§ DATA FOR THIS TASK
++++++++++
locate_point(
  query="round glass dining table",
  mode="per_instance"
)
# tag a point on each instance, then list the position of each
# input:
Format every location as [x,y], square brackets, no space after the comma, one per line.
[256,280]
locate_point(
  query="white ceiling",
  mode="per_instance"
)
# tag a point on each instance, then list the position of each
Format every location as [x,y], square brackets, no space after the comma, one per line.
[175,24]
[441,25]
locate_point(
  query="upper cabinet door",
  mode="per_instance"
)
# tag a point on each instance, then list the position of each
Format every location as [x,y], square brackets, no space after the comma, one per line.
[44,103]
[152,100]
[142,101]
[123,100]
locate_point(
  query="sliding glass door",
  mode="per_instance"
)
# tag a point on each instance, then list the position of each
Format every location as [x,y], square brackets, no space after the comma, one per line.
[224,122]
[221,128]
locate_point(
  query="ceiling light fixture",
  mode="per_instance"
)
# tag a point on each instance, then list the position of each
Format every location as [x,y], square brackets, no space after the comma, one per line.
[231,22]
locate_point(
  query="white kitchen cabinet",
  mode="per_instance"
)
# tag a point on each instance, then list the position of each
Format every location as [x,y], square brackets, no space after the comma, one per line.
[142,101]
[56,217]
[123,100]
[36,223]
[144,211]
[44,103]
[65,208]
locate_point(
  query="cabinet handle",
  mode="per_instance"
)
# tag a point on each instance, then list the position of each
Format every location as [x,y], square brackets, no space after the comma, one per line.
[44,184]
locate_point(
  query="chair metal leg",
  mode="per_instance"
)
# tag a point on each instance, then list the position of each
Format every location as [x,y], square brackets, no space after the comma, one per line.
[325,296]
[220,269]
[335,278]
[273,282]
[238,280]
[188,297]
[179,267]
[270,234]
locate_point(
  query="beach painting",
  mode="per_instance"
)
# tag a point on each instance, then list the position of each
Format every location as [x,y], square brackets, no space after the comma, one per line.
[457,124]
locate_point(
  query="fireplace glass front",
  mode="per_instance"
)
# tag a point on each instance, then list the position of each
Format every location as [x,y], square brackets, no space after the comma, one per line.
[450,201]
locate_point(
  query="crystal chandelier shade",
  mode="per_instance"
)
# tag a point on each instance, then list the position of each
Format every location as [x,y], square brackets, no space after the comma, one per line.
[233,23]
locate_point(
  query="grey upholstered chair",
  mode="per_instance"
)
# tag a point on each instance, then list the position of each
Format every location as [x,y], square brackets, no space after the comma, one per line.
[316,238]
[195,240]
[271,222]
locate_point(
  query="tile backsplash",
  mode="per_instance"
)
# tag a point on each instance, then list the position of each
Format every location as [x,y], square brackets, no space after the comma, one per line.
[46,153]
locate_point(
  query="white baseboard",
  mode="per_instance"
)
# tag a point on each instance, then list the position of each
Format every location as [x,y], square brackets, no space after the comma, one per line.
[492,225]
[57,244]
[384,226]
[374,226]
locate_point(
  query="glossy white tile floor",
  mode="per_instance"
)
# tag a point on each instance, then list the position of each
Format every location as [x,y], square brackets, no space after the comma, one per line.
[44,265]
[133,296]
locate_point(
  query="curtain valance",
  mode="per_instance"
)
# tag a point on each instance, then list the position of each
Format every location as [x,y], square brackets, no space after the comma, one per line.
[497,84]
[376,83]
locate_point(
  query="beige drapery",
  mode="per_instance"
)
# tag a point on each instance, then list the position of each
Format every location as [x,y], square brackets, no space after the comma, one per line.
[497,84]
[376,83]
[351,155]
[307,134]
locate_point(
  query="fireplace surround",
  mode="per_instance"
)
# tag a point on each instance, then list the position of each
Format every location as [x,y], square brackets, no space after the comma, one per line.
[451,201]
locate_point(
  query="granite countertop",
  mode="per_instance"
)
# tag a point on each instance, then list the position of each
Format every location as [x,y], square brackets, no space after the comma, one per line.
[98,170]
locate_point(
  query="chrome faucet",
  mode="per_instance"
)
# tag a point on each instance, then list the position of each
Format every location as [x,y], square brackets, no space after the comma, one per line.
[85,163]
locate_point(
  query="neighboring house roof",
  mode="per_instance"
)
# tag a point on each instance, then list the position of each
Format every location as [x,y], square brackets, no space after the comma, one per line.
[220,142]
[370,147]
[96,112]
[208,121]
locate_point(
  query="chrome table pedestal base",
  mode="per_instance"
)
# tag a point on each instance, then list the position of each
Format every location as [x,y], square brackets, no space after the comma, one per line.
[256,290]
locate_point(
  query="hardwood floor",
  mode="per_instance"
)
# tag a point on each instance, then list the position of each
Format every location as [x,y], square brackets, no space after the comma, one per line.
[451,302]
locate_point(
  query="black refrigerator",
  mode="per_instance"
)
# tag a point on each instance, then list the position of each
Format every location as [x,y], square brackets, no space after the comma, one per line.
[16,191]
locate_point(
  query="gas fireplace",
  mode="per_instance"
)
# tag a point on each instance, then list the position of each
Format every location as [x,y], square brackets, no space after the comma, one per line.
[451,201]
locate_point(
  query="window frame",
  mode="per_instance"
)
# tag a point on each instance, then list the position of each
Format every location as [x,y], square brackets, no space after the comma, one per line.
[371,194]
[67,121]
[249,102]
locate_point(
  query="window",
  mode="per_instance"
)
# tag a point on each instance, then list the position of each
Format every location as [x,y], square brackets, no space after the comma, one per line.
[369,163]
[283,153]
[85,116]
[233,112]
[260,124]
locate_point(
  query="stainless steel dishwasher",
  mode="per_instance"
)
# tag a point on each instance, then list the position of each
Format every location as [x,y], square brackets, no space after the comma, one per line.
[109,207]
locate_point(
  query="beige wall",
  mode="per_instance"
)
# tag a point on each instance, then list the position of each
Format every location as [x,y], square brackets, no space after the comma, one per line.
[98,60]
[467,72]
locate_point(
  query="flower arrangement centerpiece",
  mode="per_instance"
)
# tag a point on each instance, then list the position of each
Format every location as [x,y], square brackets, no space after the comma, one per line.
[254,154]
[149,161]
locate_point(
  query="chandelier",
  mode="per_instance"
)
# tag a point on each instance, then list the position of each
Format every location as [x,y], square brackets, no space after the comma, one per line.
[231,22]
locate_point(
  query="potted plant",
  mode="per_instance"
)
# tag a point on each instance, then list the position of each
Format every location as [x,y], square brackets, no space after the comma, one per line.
++++++++++
§ WRITTEN EXERCISE
Copy every record exactly, with nothing added or dropped.

§ SOLUTION
locate_point(
  query="round glass dining table",
  mode="per_instance"
)
# tag a point on each instance, then list the position of each
# input:
Format every location as [x,y], square brackets, no space after the comma, one per line.
[256,280]
locate_point(
  query="white ceiling",
  mode="per_instance"
)
# tag a point on each instance, then list the position of each
Format every location as [x,y], square brackets, no space after the comma, one per line.
[175,24]
[441,25]
locate_point(
  query="upper cabinet door",
  mode="per_instance"
)
# tag a point on each instance, then list the position of each
Format every location as [x,y], square brackets, no space after the comma, one per line.
[44,103]
[152,100]
[142,101]
[123,100]
locate_point(
  query="sliding glass door",
  mode="per_instance"
)
# tag a point on each instance, then list the position of each
Format every location as [x,y], square brackets, no space after the comma, one per line.
[224,122]
[221,128]
locate_point(
  query="ceiling light fixture",
  mode="per_instance"
)
# tag a point on each instance, then list the position of each
Format every location as [x,y], square brackets, no space after the comma, one per line.
[231,22]
locate_point(
  query="white kitchen cabinet",
  mode="per_instance"
)
# tag a point on each instance, then list the position of each
Format every location as [x,y], square brackets, no space after the comma, one per line.
[142,101]
[56,217]
[123,100]
[36,223]
[144,211]
[44,103]
[65,208]
locate_point(
  query="cabinet handle",
  mode="per_instance"
)
# tag a point on each instance, then list the position of each
Format every location as [x,y], square brackets, no space after the comma, one per line.
[44,184]
locate_point(
  query="chair metal leg",
  mode="per_instance"
)
# tag a point on each instance, then list the position of each
Format every location as [x,y], square brackets, no space after the comma, one per line.
[325,296]
[220,269]
[335,278]
[273,282]
[238,280]
[188,297]
[179,267]
[270,234]
locate_point(
  query="beach painting",
  mode="per_instance"
)
# tag a point on each instance, then list the position of each
Format every location as [x,y], square brackets, no space after the comma, one per line.
[457,124]
locate_point(
  query="fireplace glass front",
  mode="per_instance"
)
# tag a point on each instance, then list the position of each
Format every location as [x,y], square brackets, no space after the comma, one per line.
[450,201]
locate_point(
  query="crystal chandelier shade",
  mode="per_instance"
)
# tag a point on each instance, then list the position of each
Format every location as [x,y], square brackets, no space after the comma, one per line.
[233,23]
locate_point(
  query="grey upholstered chair",
  mode="per_instance"
)
# tag a point on each instance, then list the position of each
Format every location as [x,y], square brackets, no space after the comma, one per line.
[316,238]
[195,240]
[271,222]
locate_point(
  query="tile backsplash",
  mode="per_instance"
)
# tag a point on each instance, then list the position of each
Format every location as [x,y], square brackets, no space after the comma, one per line.
[46,153]
locate_point(
  query="white baseboard",
  mode="per_instance"
)
# tag a point on each instance, then list the position of each
Format every location as [x,y], square brackets, no space after the comma, one per line.
[492,225]
[57,244]
[384,226]
[374,226]
locate_point(
  query="glossy white tile floor",
  mode="per_instance"
)
# tag a point on each instance, then list the position of each
Format every location as [x,y], square brackets, no space after the comma, one per line.
[44,265]
[133,296]
locate_point(
  query="curtain valance",
  mode="per_instance"
)
# tag a point on each instance, then list the position of each
Format every location as [x,y], square brackets, no space after the comma, one per line.
[497,84]
[376,83]
locate_point(
  query="beige drapery",
  mode="per_instance"
)
# tag a point on each instance, then list the position of each
Format every location as [x,y], square brackets, no space after the comma, one per line.
[497,84]
[376,83]
[351,155]
[307,134]
locate_point(
  query="fireplace surround",
  mode="per_instance"
)
# tag a point on each instance, then list the position of each
Format every location as [x,y], square brackets, no space after the comma, one per line.
[451,201]
locate_point(
  query="granite countertop",
  mode="per_instance"
)
# tag a point on each instance, then list the position of each
Format every location as [x,y], square brackets, no space after the comma, one per line.
[98,170]
locate_point(
  query="chrome faucet",
  mode="per_instance"
)
# tag a point on each instance, then list the position of each
Format every location as [x,y], square brackets, no space after the comma, one per line.
[85,163]
locate_point(
  query="neighboring house roof",
  mode="per_instance"
)
# tag a point on each instance, then list the position of each
Format every location as [x,y], square brackets, no space after the comma, one per line.
[220,142]
[370,147]
[96,112]
[208,121]
locate_point(
  query="chrome table pedestal base",
  mode="per_instance"
)
# tag a point on each instance, then list the position of each
Format every location as [x,y], square brackets, no space after the comma, one per line.
[256,290]
locate_point(
  query="hardwood floor",
  mode="per_instance"
)
# tag a point on each instance, then list the position of each
Format every location as [x,y], square brackets, no space after the comma, one per line.
[451,302]
locate_point(
  query="black refrigerator",
  mode="per_instance"
)
# tag a point on each instance, then list the position of each
Format every location as [x,y], square brackets, no space after the comma, one per line.
[16,191]
locate_point(
  query="gas fireplace",
  mode="per_instance"
)
# tag a point on each instance, then list the position of each
Format every location as [x,y], square brackets, no space after the comma, one per line.
[451,201]
locate_point(
  query="window frame",
  mode="per_instance"
)
# tag a point on each instance, then list the position of each
Format every location as [x,y], square brackets, no space after the comma, one per line.
[371,194]
[67,121]
[249,102]
locate_point(
  query="window",
  mode="per_instance"
)
# tag a point on each instance, then list the position of each
Format every location as [x,y], square brackets, no space after the comma, one per line.
[369,163]
[283,153]
[85,116]
[233,112]
[260,124]
locate_point(
  query="stainless steel dishwasher",
  mode="per_instance"
)
# tag a point on each instance, then list the position of each
Format every location as [x,y], square brackets, no space after the comma, one per line.
[109,207]
locate_point(
  query="beige wall",
  mode="per_instance"
)
# tag a point on each instance, then list the position of each
Format every location as [x,y], square brackets, no space after the comma, one per line.
[98,60]
[467,72]
locate_point(
  query="flower arrangement centerpiece",
  mode="per_instance"
)
# tag a point on each instance, then list the position of each
Format every location as [x,y], square brackets, no space after the comma, one per line.
[254,154]
[149,161]
locate_point(
  query="chandelier",
  mode="per_instance"
)
# tag a point on each instance, then list the position of each
Format every location as [x,y], square brackets, no space after the comma, one per line.
[231,22]
locate_point(
  query="potted plant",
  mode="per_instance"
)
# tag a point on each instance, then list the position of each
Format every location as [x,y], square brackets, no space after the comma, one per line.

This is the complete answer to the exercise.